Your assignment =
Find the word "sheep" in the data below and copy each line that holds it.

Data provided =
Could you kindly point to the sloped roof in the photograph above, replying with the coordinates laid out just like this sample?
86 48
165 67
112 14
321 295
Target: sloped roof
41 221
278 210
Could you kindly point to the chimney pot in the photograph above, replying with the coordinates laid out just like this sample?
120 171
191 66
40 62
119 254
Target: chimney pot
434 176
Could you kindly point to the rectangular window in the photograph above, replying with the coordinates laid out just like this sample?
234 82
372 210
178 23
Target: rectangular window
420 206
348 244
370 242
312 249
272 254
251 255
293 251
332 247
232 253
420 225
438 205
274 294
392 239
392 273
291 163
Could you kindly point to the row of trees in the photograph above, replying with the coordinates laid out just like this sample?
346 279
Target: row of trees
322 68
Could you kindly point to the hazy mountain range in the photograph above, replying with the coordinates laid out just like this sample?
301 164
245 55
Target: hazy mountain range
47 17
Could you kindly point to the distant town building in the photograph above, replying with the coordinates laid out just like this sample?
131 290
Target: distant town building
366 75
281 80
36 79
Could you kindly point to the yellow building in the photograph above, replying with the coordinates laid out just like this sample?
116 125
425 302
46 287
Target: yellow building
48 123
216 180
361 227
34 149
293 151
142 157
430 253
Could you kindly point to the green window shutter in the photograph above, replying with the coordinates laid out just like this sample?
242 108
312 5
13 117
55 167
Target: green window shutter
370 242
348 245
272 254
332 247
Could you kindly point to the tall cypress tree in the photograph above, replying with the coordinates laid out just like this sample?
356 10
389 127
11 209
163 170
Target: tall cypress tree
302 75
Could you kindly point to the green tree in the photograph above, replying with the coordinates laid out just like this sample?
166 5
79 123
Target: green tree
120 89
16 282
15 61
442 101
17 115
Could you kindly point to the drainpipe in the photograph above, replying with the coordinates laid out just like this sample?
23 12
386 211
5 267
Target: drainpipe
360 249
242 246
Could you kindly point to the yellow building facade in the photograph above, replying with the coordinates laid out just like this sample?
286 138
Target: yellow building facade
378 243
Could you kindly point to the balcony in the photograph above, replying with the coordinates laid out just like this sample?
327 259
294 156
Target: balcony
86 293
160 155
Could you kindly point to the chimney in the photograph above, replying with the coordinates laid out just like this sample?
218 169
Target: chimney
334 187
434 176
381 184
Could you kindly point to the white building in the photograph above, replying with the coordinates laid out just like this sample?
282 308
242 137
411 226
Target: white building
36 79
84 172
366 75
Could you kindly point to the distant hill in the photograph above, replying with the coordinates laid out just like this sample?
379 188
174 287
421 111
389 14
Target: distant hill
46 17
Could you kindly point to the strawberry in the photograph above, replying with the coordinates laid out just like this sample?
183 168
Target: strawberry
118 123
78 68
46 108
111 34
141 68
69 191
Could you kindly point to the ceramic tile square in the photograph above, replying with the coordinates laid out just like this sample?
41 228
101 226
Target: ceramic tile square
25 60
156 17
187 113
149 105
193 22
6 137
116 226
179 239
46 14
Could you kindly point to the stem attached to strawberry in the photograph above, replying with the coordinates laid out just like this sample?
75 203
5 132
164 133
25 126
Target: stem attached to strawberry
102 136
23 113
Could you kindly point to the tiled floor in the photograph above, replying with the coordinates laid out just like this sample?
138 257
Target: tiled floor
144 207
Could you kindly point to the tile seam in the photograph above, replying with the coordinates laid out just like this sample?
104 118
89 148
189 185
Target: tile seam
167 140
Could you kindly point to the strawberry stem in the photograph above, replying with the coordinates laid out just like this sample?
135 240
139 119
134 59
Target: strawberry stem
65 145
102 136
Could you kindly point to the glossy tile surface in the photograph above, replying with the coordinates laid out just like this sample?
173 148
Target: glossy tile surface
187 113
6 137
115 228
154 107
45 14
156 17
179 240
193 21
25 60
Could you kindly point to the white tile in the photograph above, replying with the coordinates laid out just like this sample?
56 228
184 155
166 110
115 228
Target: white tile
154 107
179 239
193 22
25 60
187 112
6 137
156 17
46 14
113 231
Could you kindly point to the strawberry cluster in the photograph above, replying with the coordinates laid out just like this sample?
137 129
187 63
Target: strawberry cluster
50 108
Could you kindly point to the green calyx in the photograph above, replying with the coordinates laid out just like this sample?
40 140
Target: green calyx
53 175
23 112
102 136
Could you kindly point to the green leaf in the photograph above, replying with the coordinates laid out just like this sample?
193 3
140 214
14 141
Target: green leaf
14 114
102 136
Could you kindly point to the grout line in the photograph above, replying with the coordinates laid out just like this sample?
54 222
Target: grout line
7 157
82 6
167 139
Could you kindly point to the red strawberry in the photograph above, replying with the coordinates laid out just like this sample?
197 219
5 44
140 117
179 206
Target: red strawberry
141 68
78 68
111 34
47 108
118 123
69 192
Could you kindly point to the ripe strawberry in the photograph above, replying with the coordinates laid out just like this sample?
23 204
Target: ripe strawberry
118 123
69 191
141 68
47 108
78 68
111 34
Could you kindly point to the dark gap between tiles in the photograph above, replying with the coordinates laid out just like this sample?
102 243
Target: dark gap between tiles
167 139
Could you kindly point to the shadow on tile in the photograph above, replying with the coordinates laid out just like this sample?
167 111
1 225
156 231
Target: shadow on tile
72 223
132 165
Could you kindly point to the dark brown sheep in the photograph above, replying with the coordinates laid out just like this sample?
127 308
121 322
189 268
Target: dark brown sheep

Reply =
Could you kindly point to the dark brown sheep in the photograph above, replying with the coordinates laid out just like this sample?
Target: dark brown sheep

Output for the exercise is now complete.